* [Image-grounded pointing data]
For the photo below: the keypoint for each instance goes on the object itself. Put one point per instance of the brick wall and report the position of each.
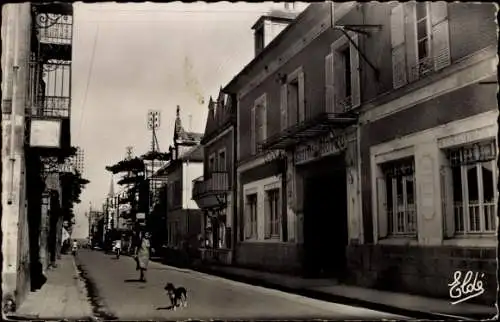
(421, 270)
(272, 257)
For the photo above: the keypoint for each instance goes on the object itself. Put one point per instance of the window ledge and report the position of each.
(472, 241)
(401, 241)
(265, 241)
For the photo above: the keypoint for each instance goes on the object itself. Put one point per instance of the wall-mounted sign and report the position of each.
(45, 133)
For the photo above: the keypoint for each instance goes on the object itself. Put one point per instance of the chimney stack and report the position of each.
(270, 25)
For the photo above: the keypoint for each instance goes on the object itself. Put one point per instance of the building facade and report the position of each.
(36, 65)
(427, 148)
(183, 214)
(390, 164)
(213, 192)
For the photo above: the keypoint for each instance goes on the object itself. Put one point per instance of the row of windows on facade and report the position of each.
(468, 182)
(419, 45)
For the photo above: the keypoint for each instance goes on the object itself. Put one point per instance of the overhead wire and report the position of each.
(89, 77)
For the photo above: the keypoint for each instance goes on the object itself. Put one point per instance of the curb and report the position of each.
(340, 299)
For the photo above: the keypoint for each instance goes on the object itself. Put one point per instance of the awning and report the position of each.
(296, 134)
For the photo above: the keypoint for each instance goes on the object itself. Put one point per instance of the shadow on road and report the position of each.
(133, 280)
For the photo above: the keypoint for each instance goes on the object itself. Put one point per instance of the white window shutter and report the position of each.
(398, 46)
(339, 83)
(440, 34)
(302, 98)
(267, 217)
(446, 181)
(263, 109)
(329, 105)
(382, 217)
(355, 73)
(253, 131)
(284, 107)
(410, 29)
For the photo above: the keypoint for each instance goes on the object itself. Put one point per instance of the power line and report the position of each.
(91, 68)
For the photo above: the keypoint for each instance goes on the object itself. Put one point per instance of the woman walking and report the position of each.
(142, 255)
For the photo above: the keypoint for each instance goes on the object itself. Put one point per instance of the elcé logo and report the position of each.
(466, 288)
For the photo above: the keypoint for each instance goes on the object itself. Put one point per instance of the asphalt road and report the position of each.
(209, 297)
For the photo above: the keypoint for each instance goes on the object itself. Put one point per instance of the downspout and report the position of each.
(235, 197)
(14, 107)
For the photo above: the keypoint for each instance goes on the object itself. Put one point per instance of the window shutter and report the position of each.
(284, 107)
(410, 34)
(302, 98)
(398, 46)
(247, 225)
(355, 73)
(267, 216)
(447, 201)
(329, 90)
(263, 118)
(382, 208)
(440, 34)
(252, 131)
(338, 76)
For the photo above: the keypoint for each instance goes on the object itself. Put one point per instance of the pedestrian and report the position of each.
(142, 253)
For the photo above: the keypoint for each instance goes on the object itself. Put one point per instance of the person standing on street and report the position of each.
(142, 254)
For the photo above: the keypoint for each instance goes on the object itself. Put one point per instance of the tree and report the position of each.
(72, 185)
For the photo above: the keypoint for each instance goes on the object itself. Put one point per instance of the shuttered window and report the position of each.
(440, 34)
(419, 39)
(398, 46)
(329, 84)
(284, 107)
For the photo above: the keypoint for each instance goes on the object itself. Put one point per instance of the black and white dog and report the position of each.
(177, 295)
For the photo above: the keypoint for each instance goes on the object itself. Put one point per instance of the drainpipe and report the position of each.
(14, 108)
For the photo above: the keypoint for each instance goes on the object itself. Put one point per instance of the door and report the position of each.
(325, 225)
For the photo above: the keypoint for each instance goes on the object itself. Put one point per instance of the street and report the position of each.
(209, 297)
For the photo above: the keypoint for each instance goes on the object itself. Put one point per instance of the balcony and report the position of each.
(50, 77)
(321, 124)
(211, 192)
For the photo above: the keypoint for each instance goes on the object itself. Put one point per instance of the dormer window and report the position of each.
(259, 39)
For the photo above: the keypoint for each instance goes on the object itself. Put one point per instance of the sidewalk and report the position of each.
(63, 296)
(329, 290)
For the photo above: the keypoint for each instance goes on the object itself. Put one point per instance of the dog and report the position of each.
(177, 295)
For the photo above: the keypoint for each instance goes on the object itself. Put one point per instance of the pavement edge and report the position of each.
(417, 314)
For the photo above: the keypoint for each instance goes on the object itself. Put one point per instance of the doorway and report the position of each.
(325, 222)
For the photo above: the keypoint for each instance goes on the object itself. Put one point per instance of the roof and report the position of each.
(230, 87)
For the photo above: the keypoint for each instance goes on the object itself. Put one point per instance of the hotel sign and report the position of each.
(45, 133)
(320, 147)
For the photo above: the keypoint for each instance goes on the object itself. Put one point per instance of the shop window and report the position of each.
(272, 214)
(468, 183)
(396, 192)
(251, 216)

* [Goal of the exercise]
The required result is an exact repetition of the lines from the one containing "the dog and report the position of each." through the last line of the data.

* [Your solution]
For the photo above: the keypoint for each instance goes on the object itself. Put one point per instance of the dog and report the position of each.
(177, 295)
For the photo above: the keypoint for each instance goes on the object itself. Put one point per instance of the pavement edge and report the position of each.
(417, 314)
For the photo above: the keypoint for each instance goes on the object itself. Put one point per instance of the doorway and report the position of each.
(325, 222)
For the photo above: the keypoint for each instance goes on the object itself. Put one point per instance of the roof and report the position of each.
(230, 87)
For the photo above: the keypoint for each instance goes on the object itself. Put one point per instance of the hotel sign and report the position of each.
(45, 133)
(320, 147)
For the photo above: the keypoint for each instance goes on the object itself. Put one point per instance of the shop window and report the position of each.
(272, 214)
(468, 183)
(396, 192)
(251, 216)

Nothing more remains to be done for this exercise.